### Exercise objective
Starting at the line with "Target: white tent" in it, reproduce each line below through the last one, exactly, and include nothing else.

Collected data entries

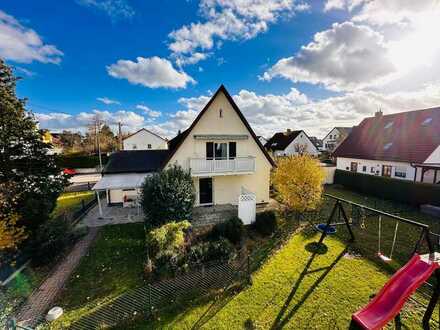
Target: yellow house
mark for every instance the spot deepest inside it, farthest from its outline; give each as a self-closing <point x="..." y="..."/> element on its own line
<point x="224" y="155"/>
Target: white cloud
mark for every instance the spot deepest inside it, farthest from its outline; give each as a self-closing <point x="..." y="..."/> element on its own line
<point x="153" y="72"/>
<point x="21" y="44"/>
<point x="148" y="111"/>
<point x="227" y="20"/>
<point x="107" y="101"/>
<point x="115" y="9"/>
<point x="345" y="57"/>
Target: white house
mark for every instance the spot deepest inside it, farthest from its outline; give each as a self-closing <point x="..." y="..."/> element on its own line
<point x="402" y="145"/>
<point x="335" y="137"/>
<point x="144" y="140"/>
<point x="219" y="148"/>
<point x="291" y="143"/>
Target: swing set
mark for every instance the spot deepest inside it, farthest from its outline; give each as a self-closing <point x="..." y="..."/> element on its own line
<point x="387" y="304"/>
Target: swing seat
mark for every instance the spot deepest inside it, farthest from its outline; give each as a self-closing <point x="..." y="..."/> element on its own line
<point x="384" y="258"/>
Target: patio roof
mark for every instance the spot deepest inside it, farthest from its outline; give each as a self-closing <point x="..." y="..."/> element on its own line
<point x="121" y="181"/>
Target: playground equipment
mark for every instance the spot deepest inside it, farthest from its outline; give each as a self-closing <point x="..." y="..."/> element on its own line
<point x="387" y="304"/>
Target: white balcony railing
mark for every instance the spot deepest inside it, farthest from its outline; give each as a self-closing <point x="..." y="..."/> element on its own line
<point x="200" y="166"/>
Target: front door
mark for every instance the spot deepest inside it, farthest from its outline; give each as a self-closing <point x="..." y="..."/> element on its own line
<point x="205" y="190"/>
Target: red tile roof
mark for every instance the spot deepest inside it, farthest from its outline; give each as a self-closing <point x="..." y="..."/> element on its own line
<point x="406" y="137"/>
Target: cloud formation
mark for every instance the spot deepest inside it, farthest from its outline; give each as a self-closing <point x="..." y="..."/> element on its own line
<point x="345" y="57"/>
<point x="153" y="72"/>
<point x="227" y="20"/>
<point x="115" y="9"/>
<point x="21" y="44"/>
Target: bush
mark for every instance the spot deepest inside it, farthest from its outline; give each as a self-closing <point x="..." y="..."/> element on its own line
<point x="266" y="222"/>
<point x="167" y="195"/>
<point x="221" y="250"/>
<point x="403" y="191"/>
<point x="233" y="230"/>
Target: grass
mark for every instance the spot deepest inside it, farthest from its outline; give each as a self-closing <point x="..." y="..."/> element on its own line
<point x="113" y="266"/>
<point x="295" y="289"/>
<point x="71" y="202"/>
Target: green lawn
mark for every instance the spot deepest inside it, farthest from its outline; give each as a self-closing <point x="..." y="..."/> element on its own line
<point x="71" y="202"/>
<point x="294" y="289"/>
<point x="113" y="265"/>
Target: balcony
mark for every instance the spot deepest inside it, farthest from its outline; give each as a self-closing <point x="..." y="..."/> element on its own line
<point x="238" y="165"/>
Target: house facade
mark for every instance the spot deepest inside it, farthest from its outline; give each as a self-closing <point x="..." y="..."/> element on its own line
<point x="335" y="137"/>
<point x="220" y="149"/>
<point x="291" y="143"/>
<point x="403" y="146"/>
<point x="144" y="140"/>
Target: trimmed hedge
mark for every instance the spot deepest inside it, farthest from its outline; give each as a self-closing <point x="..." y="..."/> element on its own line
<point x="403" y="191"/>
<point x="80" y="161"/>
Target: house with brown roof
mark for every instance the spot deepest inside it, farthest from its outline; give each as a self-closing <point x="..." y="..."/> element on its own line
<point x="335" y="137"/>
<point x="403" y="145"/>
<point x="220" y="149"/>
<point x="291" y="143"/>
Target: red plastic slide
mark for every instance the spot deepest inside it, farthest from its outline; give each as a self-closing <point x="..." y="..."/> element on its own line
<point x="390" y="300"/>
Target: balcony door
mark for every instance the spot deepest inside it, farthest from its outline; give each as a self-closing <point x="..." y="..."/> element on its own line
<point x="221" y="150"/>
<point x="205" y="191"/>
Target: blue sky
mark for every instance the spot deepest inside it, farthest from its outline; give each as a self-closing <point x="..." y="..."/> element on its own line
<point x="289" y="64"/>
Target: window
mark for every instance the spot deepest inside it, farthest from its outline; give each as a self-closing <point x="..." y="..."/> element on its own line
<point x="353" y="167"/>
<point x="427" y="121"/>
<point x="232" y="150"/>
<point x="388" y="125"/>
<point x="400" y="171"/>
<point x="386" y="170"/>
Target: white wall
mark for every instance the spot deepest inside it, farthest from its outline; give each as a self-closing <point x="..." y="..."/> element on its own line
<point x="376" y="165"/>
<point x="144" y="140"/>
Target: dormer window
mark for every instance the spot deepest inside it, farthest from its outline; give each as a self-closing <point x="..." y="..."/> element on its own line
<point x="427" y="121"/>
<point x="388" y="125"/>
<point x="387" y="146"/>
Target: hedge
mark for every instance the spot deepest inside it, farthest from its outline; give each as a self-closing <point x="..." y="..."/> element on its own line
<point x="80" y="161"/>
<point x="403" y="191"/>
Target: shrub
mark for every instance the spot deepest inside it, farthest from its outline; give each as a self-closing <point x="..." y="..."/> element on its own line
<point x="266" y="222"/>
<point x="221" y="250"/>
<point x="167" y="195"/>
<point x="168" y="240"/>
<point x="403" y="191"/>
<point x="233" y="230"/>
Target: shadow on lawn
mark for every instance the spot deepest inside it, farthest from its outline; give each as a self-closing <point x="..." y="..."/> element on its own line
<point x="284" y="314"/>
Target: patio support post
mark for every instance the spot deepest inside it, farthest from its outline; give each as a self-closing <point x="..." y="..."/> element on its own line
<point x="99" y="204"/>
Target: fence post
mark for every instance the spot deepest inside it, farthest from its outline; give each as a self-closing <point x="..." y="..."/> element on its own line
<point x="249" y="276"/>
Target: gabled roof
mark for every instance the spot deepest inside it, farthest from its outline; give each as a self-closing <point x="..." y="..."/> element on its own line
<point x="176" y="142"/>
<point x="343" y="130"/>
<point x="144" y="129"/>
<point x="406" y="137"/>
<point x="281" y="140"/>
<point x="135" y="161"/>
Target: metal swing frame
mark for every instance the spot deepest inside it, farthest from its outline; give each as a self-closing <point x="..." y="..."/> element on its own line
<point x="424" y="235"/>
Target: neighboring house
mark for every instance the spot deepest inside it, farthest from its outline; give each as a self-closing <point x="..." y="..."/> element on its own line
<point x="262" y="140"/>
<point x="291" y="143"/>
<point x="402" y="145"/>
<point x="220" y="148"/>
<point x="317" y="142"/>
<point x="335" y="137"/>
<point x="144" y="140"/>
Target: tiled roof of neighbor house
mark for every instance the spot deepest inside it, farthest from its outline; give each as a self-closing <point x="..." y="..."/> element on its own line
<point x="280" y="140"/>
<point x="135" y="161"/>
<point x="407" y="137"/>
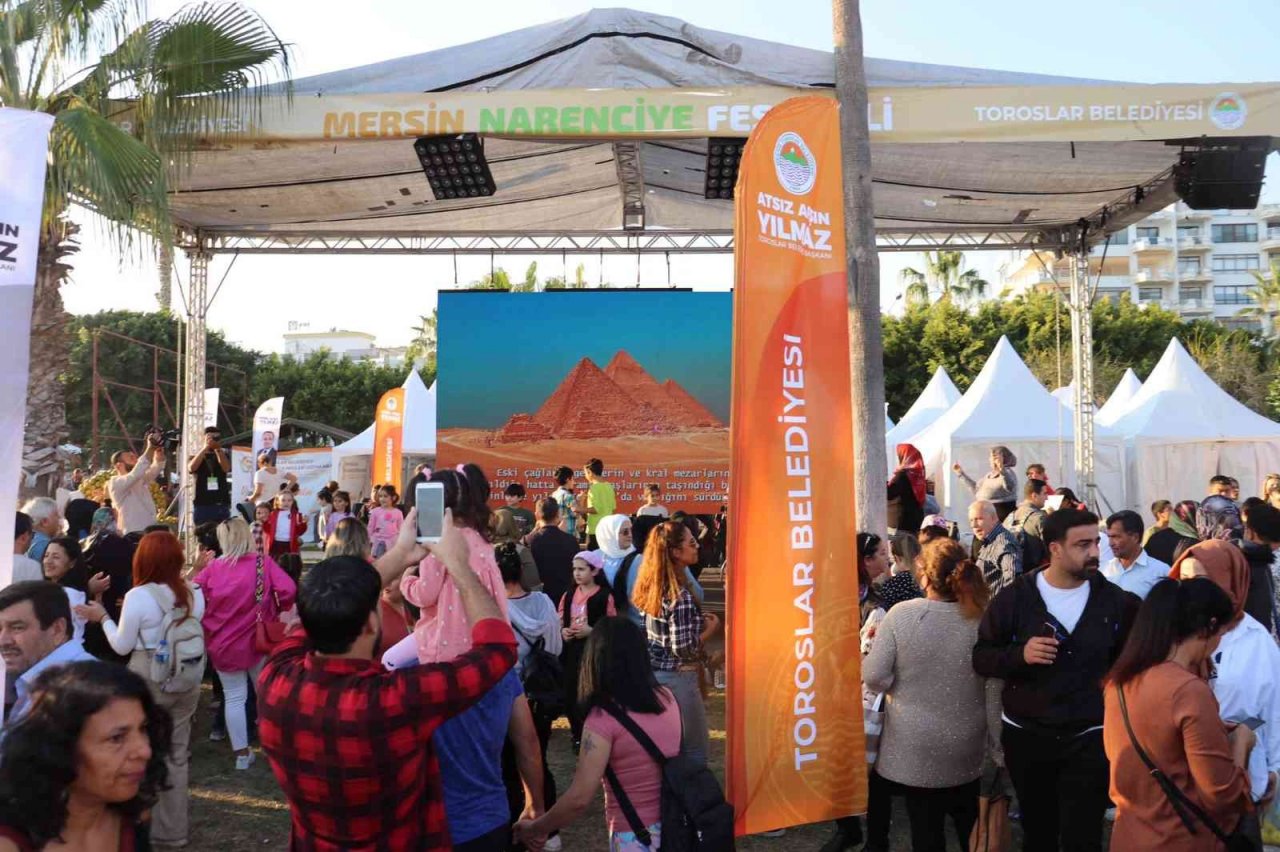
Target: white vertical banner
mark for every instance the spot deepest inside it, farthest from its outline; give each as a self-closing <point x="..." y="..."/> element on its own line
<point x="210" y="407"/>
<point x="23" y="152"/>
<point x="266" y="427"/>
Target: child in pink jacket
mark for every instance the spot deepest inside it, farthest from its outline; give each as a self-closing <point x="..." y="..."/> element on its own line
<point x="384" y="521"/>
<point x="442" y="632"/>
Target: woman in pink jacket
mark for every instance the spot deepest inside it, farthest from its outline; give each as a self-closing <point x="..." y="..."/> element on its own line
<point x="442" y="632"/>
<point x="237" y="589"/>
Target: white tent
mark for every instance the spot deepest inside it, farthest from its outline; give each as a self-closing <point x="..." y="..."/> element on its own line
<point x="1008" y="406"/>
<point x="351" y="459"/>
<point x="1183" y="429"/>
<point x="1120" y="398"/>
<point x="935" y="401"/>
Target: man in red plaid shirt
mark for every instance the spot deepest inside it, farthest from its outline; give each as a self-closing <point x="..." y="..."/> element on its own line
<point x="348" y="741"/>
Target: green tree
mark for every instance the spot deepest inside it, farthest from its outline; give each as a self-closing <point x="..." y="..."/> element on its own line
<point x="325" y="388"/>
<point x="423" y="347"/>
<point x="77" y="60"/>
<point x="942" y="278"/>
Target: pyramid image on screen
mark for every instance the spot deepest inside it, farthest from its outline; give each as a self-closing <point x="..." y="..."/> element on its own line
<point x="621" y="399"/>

### Solved problem
Target: white tent
mark for every instance the spot deepest inside it, farthest from its outline; give each as a self-closing <point x="..." y="..."/> element on its own line
<point x="1008" y="406"/>
<point x="351" y="459"/>
<point x="1183" y="429"/>
<point x="1120" y="398"/>
<point x="935" y="401"/>
Target: man in red plaid shirt
mark for every instance the spot deepest inside it, farthest from its outline; give each as a self-closing <point x="..." y="..."/> element on its own line
<point x="348" y="741"/>
Target: green tree
mark for every instance the spot deepest inside it, farthest from its outline; give each as a self-closing <point x="..." y="..."/> element on its own line
<point x="325" y="388"/>
<point x="423" y="347"/>
<point x="77" y="60"/>
<point x="942" y="278"/>
Target: pyramid image on screen
mark for every instance the spot deepest inside it, farthest from its outline; give each as a self-closing <point x="..." y="..."/> element on its own line
<point x="621" y="399"/>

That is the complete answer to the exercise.